## [REQUIRED TASKS]
A. According to the "Goodbye, Toby" article, how many viewers watched the episode?
B. Please copy the "Goodbye, Toby" article word for word, from "Nathan Rabin of" up to and including "category in 2008.".

## [EXTRACT]
┌──
The Season Four DVD contains a number of deleted scenes from this episode. Notable cut scenes include Michael comparing Toby to the flu, Holly asking Pam if Kevin just ate before jumping in the bounce castle, Jim and Pam browsing for apartments online, several scenes built around the subplot that being party planner is causing Phyllis to become like Angela, Michael and Holly talking about Holly's previous job, the staff reacting to a website outage, and Troy (Noel Potek) filling in for Ryan as director of sales. In one deleted scene, in which Toby gives a "farewell" speech that is interrupted by Michael, Toby pleads with the Dunder Mifflin staff to continue his fight to have the office checked for Radon; this scene foreshadows the Season 6 episode "The Chump", in which Toby sets numerous Radon test kits around the office.

==Cultural references==
Michael offers to make Holly a mixtape. Michael and Holly trade comments, speaking as if they were Yoda. Michael and Holly shout "Acting!"—the catchphrase from the Jon Lovitz' "Master Thespian" skit from Saturday Night Live. Michael sings a parody of "Goodbye Stranger" by Supertramp entitled "Goodbye, Toby". He also mentions two other parodies that he wrote, "Beers in Heaven" and "Total Eclipse of the Fart", which are presumably parodies of "Tears in Heaven" by Eric Clapton and "Total Eclipse of the Heart" by Bonnie Tyler. The band performs "Just My Imagination" by The Temptations right before Andy proposes to Angela.

==Reception==
"Goodbye, Toby" first aired on May 15, 2008, on NBC. The episode received 4.1/10 in the 18–49 demographic in the Nielsen ratings. This means that 4.1 percent of all households with an 18- to 49-year-old living in it watched the episode, and ten percent had their televisions tuned to the channel at any point. The episode was watched by 8.07 million viewers.

"Goodbye, Toby" was generally well received by critics. TV Squad's Jay Black said that "The Office is at its best when it's exposing the dramas that take place at every workplace". Black went on to say that Angela's rudeness to Phyllis "was a small thread throughout the show, but a hilarious one". Kelly West of Cinemablend.com wrote that even though the episode did not play-out "the way [she] expected", she was "definitely not complaining". Alan Sepinwall, a writer for The Star-Ledger, was critical of the proposal scenario, saying that "I really, really, really hope the writers aren't going to be foolish enough to try to create real strife in the PB&J (Pam Beesly and Jim) relationship over how long it's going to take Jim to propose." Furthermore, Sepinwall felt that "Goodbye, Toby" might have been, up until that point in the series, the show's "best hour-long 'Office' ever".

Nathan Rabin of The A.V. Club noted that "Goodbye, Toby" felt like "the season finaleiest of all season finales", largely because the series "cramm[ed] three or four episodes worth of revelations and big plot twists and turns into one jam-packed, over-stuffed, incidentriffic mega-super-double-extended episode." Rabin was pleased with Ryan's performance, noting that it proved she could play more than an "unfit, coke-crazed, borderline feral Boston shit-kickers", a reference to her Academy Award nominated performance in Gone Baby Gone. Furthermore, he was also complimentary towards the Jim and Pam plot. However, he felt that the episode's "overstuffed" qualities were a weakness, and he ultimately awarded it a "B+". The episode was nominated for an Emmy at the Primetime Emmys in the "Best Direction for a Comedy Series" category in 2008.
└──
## [PROVIDED MATERIAL]
┌──
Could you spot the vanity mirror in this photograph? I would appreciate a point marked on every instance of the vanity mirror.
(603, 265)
└──
┌──
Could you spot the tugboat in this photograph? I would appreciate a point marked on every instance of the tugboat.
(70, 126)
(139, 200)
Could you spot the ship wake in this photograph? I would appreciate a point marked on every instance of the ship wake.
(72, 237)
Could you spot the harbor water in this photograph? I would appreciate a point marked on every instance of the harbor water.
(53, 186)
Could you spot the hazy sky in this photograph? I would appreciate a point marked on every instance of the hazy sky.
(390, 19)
└──
┌──
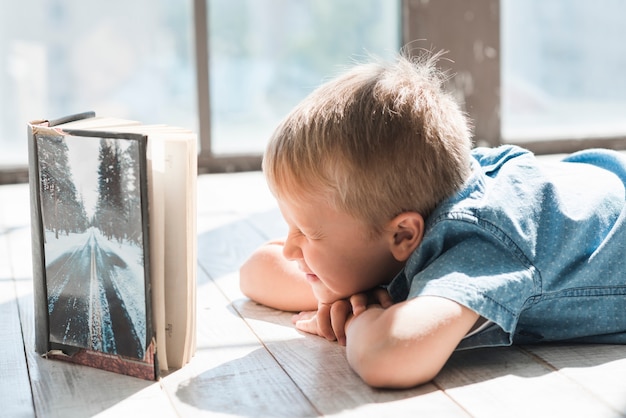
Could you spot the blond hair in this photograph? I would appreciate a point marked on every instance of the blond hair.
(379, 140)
└──
## [YOUR RESPONSES]
A. 8.07 million viewers.

B.
Nathan Rabin of The A.V. Club noted that "Goodbye, Toby" felt like "the season finaleiest of all season finales", largely because the series "cramm[ed] three or four episodes worth of revelations and big plot twists and turns into one jam-packed, over-stuffed, incidentriffic mega-super-double-extended episode." Rabin was pleased with Ryan's performance, noting that it proved she could play more than an "unfit, coke-crazed, borderline feral Boston shit-kickers", a reference to her Academy Award nominated performance in Gone Baby Gone. Furthermore, he was also complimentary towards the Jim and Pam plot. However, he felt that the episode's "overstuffed" qualities were a weakness, and he ultimately awarded it a "B+". The episode was nominated for an Emmy at the Primetime Emmys in the "Best Direction for a Comedy Series" category in 2008.